Passage:
━━━━━━━━

Maria Pappas is an American attorney, Greek American, and politician who has served as the Cook County Treasurer since 1998. Prior to that, she served two terms on the Cook County Board of Commissioners; first as one of ten members elected from Chicago and then, after the board moved to single-member constituencies, as the member from the 10th district.

Early life
Pappas was born June 7, 1949 in Warwood, a neighborhood of Wheeling, West Virginia, to first generation Greek American parents. She earned a bachelor's degree in sociology from West Liberty State College and a master's degree in counseling at West Virginia University. She then relocated to Chicago to work at the Adler Institute with Rudolf Dreikurs. She earned her Ph.D. from Loyola University in 1976. While a doctoral student, she received a state grant to work with mothers at Altgeld Garden Homes. She then taught at Governors State University until switching to the legal field; graduating from Chicago Kent College of Law at the Illinois Institute of Technology in 1982.

Political career
Pappas chose to run for one of ten positions elected at large from the City of Chicago. She received the first spot on the ballot and won. While a member of the Cook County Board, she had a political rivalry with then Board President Richard Phelan. She ran for the Democratic nomination to succeed Phelan as Board President in 1994. She lost to fellow board member John Stroger in a three-way race that also included County Clerk Aurelia Pucinski.

━━━━━━━━

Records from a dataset
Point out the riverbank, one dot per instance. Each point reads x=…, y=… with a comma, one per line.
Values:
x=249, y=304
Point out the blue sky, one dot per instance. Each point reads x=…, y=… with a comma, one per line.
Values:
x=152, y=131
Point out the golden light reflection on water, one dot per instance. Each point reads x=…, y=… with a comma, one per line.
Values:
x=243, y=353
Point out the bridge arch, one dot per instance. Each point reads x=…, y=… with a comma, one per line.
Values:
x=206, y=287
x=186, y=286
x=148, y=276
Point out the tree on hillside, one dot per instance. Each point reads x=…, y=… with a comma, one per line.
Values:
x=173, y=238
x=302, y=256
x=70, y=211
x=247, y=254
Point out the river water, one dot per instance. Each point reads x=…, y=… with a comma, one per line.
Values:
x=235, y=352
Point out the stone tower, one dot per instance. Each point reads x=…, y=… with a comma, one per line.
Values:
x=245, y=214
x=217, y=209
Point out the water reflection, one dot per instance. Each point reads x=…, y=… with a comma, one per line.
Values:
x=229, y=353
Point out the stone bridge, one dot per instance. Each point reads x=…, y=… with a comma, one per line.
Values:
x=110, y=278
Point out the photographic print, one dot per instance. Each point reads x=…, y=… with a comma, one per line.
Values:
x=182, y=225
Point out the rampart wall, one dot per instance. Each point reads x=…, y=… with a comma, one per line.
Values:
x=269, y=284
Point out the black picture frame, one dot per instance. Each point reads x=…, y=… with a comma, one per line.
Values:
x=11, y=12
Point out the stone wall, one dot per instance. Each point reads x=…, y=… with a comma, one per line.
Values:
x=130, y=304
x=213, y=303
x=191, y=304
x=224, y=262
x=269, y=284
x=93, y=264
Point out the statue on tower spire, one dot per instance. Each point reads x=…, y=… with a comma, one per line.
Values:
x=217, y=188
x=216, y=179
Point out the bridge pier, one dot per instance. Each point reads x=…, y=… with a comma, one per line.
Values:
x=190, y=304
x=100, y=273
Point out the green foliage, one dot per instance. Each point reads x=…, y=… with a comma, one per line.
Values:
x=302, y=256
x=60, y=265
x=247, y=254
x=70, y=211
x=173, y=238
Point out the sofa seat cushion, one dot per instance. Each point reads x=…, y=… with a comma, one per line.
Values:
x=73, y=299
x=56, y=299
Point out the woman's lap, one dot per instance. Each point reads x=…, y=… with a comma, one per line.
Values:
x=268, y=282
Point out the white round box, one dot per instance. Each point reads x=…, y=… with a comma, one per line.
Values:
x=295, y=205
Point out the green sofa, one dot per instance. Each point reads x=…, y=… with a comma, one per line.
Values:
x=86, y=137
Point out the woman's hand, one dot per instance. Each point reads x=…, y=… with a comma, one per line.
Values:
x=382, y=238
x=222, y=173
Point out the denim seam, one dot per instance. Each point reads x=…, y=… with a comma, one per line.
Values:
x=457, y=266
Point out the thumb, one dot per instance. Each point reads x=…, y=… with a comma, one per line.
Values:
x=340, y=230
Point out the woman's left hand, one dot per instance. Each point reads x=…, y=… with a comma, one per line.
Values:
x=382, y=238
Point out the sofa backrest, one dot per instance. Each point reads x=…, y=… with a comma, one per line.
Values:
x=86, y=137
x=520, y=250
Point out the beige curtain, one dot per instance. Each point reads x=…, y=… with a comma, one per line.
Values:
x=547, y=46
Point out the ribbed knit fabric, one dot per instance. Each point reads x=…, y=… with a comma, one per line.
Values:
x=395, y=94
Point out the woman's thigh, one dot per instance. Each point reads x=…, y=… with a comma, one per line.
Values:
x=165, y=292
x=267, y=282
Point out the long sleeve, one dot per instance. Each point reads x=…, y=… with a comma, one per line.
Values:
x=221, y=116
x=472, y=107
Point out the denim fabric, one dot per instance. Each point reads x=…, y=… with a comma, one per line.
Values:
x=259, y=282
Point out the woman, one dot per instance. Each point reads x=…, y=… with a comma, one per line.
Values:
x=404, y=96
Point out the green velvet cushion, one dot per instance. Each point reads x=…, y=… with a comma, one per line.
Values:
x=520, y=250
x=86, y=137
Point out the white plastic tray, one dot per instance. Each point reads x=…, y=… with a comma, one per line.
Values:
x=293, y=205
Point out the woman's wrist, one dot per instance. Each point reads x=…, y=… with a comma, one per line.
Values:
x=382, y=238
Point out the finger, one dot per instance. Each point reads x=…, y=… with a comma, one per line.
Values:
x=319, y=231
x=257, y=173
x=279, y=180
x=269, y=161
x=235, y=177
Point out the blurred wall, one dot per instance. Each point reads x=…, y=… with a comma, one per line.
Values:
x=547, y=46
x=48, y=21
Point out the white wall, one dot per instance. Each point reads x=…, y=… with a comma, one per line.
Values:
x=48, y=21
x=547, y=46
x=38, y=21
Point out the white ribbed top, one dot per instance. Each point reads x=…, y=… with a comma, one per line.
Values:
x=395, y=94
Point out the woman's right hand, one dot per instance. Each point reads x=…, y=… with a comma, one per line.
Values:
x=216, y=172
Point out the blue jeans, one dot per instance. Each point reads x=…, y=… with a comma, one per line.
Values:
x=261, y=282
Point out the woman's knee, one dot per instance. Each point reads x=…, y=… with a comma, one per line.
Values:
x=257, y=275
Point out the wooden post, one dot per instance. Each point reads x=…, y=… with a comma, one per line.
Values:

━━━━━━━━

Stated problem 1: Name every person other than Maria Pappas who appears in the passage on Maria Pappas.
Stated problem 2: Reproduce the stretch of the passage on Maria Pappas from "Political career" through "Clerk Aurelia Pucinski.".
The entries are separate material, unrelated to the passage on Maria Pappas.

Complete response 1: Rudolf Dreikurs, Richard Phelan, John Stroger, Aurelia Pucinski

Complete response 2:
Political career
Pappas chose to run for one of ten positions elected at large from the City of Chicago. She received the first spot on the ballot and won. While a member of the Cook County Board, she had a political rivalry with then Board President Richard Phelan. She ran for the Democratic nomination to succeed Phelan as Board President in 1994. She lost to fellow board member John Stroger in a three-way race that also included County Clerk Aurelia Pucinski.